◆ Directions for this task:
Pull out every line of the listing below that contains the word "jersey".

◆ Given records:
++++++++
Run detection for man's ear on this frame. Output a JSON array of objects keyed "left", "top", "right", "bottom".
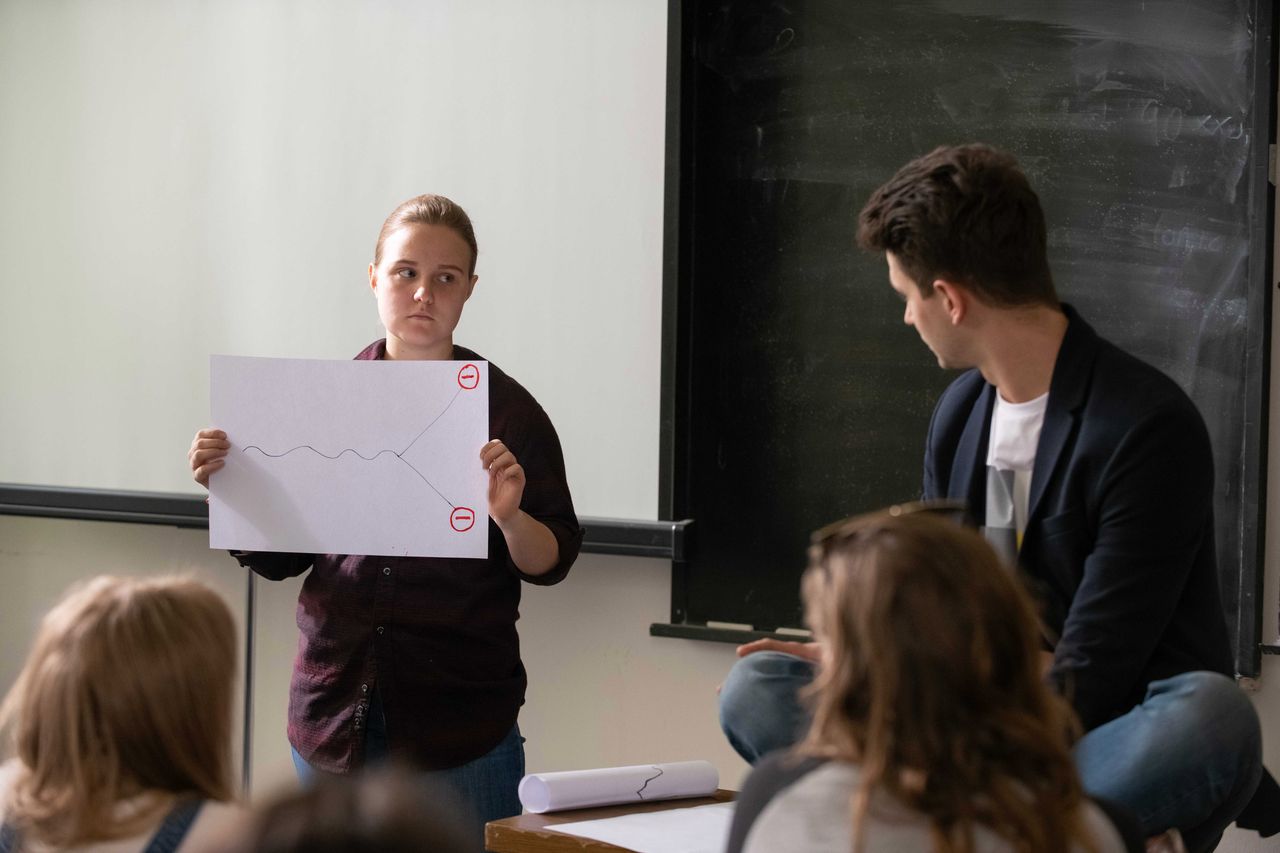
[{"left": 933, "top": 278, "right": 973, "bottom": 325}]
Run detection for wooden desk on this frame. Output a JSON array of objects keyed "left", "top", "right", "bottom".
[{"left": 484, "top": 789, "right": 737, "bottom": 853}]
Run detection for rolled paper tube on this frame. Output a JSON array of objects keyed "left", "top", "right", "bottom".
[{"left": 518, "top": 761, "right": 719, "bottom": 815}]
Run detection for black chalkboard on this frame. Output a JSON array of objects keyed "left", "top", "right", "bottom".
[{"left": 664, "top": 0, "right": 1275, "bottom": 675}]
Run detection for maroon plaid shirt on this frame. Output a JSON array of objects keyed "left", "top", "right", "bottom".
[{"left": 238, "top": 341, "right": 582, "bottom": 772}]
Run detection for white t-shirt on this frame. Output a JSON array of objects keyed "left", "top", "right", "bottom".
[{"left": 984, "top": 392, "right": 1048, "bottom": 562}]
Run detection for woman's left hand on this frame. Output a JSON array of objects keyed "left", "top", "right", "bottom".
[{"left": 480, "top": 438, "right": 525, "bottom": 526}]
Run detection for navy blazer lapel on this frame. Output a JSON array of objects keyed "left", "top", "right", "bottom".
[
  {"left": 947, "top": 383, "right": 996, "bottom": 519},
  {"left": 1027, "top": 305, "right": 1098, "bottom": 522}
]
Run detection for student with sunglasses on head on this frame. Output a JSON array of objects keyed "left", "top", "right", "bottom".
[{"left": 728, "top": 504, "right": 1143, "bottom": 853}]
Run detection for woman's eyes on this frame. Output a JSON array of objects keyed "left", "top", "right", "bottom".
[{"left": 392, "top": 266, "right": 458, "bottom": 284}]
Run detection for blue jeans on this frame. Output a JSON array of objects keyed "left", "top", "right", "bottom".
[
  {"left": 291, "top": 693, "right": 525, "bottom": 849},
  {"left": 719, "top": 652, "right": 1262, "bottom": 853}
]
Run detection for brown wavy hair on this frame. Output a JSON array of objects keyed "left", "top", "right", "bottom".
[
  {"left": 0, "top": 576, "right": 236, "bottom": 848},
  {"left": 800, "top": 512, "right": 1097, "bottom": 853},
  {"left": 858, "top": 143, "right": 1059, "bottom": 307}
]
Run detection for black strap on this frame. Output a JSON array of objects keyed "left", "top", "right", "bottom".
[
  {"left": 142, "top": 799, "right": 205, "bottom": 853},
  {"left": 0, "top": 821, "right": 22, "bottom": 853}
]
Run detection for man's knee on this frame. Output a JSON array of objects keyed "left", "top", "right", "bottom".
[{"left": 1144, "top": 672, "right": 1262, "bottom": 744}]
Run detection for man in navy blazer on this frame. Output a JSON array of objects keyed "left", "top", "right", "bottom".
[{"left": 721, "top": 145, "right": 1274, "bottom": 850}]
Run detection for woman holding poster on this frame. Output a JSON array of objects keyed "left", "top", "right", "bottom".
[{"left": 188, "top": 195, "right": 582, "bottom": 834}]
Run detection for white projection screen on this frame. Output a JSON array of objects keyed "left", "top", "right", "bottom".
[{"left": 0, "top": 0, "right": 667, "bottom": 520}]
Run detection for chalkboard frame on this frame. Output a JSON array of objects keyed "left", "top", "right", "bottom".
[{"left": 650, "top": 0, "right": 1280, "bottom": 678}]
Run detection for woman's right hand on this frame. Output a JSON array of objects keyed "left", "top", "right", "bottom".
[{"left": 187, "top": 429, "right": 232, "bottom": 489}]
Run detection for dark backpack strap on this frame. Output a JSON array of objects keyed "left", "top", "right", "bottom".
[
  {"left": 0, "top": 822, "right": 22, "bottom": 853},
  {"left": 142, "top": 799, "right": 205, "bottom": 853}
]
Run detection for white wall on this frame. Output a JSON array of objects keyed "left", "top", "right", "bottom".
[{"left": 0, "top": 0, "right": 667, "bottom": 519}]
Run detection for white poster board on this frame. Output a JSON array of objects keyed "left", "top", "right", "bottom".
[{"left": 209, "top": 356, "right": 489, "bottom": 558}]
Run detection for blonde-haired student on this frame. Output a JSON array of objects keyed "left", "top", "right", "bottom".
[
  {"left": 0, "top": 576, "right": 237, "bottom": 853},
  {"left": 728, "top": 511, "right": 1143, "bottom": 853}
]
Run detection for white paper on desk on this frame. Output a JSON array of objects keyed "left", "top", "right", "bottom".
[
  {"left": 518, "top": 761, "right": 719, "bottom": 815},
  {"left": 209, "top": 356, "right": 488, "bottom": 558},
  {"left": 547, "top": 803, "right": 733, "bottom": 853}
]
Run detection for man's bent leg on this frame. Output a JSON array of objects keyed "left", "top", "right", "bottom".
[
  {"left": 1075, "top": 672, "right": 1262, "bottom": 853},
  {"left": 719, "top": 652, "right": 814, "bottom": 765}
]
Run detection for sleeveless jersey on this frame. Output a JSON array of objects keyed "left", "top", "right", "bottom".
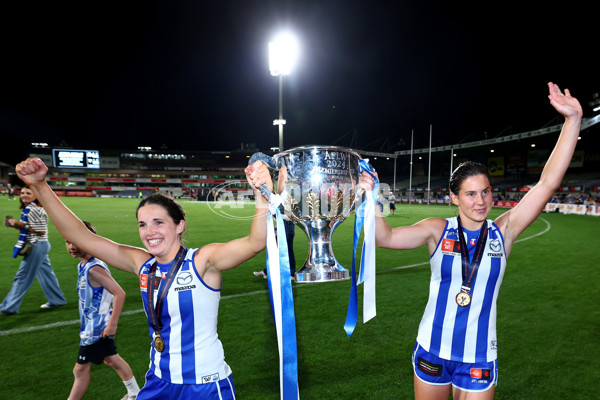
[
  {"left": 140, "top": 249, "right": 231, "bottom": 384},
  {"left": 417, "top": 217, "right": 506, "bottom": 363},
  {"left": 77, "top": 257, "right": 114, "bottom": 346}
]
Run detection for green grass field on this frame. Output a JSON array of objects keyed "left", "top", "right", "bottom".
[{"left": 0, "top": 197, "right": 600, "bottom": 400}]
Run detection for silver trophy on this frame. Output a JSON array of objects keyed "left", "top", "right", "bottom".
[{"left": 273, "top": 146, "right": 361, "bottom": 282}]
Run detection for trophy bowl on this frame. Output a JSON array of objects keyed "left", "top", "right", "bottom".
[{"left": 273, "top": 146, "right": 361, "bottom": 283}]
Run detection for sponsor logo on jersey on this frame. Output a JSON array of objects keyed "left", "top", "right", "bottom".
[
  {"left": 173, "top": 285, "right": 196, "bottom": 292},
  {"left": 417, "top": 357, "right": 444, "bottom": 376},
  {"left": 202, "top": 372, "right": 219, "bottom": 383},
  {"left": 490, "top": 239, "right": 502, "bottom": 252},
  {"left": 140, "top": 274, "right": 148, "bottom": 290},
  {"left": 177, "top": 271, "right": 193, "bottom": 285},
  {"left": 442, "top": 239, "right": 460, "bottom": 254}
]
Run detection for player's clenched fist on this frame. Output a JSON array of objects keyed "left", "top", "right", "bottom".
[{"left": 15, "top": 157, "right": 48, "bottom": 185}]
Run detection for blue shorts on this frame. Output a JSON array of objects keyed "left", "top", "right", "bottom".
[
  {"left": 137, "top": 371, "right": 235, "bottom": 400},
  {"left": 413, "top": 343, "right": 498, "bottom": 392}
]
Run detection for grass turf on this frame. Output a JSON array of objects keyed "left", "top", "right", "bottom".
[{"left": 0, "top": 197, "right": 600, "bottom": 400}]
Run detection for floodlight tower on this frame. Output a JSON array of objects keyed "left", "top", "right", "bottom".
[{"left": 269, "top": 34, "right": 297, "bottom": 151}]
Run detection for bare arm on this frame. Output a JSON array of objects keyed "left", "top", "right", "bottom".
[
  {"left": 89, "top": 266, "right": 125, "bottom": 338},
  {"left": 495, "top": 82, "right": 583, "bottom": 255},
  {"left": 196, "top": 161, "right": 273, "bottom": 287},
  {"left": 359, "top": 172, "right": 446, "bottom": 254},
  {"left": 16, "top": 158, "right": 150, "bottom": 274}
]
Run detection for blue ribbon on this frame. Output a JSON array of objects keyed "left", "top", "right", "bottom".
[
  {"left": 267, "top": 207, "right": 299, "bottom": 400},
  {"left": 344, "top": 159, "right": 379, "bottom": 337}
]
++++++++
◆ Expected answer:
Run detection for sleeveless jersey on this frame. Output a JSON array of objects keyed "left", "top", "right", "bottom".
Run detection for sponsor logo on jersey on this frame. Output a JSON array of objects keyed "left", "top", "right", "bottom".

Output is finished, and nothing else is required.